# START OF Data section

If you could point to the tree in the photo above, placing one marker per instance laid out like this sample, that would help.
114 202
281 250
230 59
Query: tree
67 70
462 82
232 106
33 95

# END OF Data section

◆ Task instructions
Write the material out exactly, with nothing left out.

◆ Answer for this exercise
If you could point to the tree in the photo above, placing one marker per instance laid out like this sample, that would help.
114 202
281 250
230 59
Query: tree
67 70
462 82
232 106
33 95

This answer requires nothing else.